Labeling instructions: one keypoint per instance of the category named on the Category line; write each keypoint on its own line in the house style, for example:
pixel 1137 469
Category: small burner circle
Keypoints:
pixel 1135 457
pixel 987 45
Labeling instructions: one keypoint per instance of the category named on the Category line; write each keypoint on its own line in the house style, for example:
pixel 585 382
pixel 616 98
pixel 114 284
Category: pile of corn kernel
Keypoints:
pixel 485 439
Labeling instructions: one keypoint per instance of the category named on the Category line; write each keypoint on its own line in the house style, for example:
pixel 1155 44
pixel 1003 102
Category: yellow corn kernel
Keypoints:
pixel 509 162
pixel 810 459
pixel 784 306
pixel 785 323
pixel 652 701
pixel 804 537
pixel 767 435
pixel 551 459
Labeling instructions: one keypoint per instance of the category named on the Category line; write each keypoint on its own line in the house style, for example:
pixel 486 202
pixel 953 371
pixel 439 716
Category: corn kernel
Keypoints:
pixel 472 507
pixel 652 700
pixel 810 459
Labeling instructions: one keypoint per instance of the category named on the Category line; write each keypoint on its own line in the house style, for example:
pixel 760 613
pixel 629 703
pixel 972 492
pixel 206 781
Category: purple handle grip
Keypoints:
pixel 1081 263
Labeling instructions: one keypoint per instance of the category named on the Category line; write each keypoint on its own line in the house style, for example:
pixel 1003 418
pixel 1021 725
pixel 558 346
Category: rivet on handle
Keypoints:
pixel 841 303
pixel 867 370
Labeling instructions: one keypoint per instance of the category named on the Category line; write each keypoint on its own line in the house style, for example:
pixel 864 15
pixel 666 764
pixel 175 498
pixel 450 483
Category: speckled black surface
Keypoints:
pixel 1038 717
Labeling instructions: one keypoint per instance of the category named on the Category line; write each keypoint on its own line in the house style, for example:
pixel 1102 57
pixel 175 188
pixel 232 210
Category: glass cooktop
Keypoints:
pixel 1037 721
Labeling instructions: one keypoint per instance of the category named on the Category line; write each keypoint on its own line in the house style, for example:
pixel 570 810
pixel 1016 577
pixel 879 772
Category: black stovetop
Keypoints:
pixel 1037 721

- What is required:
Copy out, word for word, the lines from the start of the records through the line containing "pixel 987 45", including both ends. Give only those lines.

- Full solution:
Labeling instructions: one keypoint per instance of the category named on the Category line; write each keypoint on its own line in the house style, for example:
pixel 1137 469
Category: small burner circle
Keypoints:
pixel 1135 457
pixel 987 45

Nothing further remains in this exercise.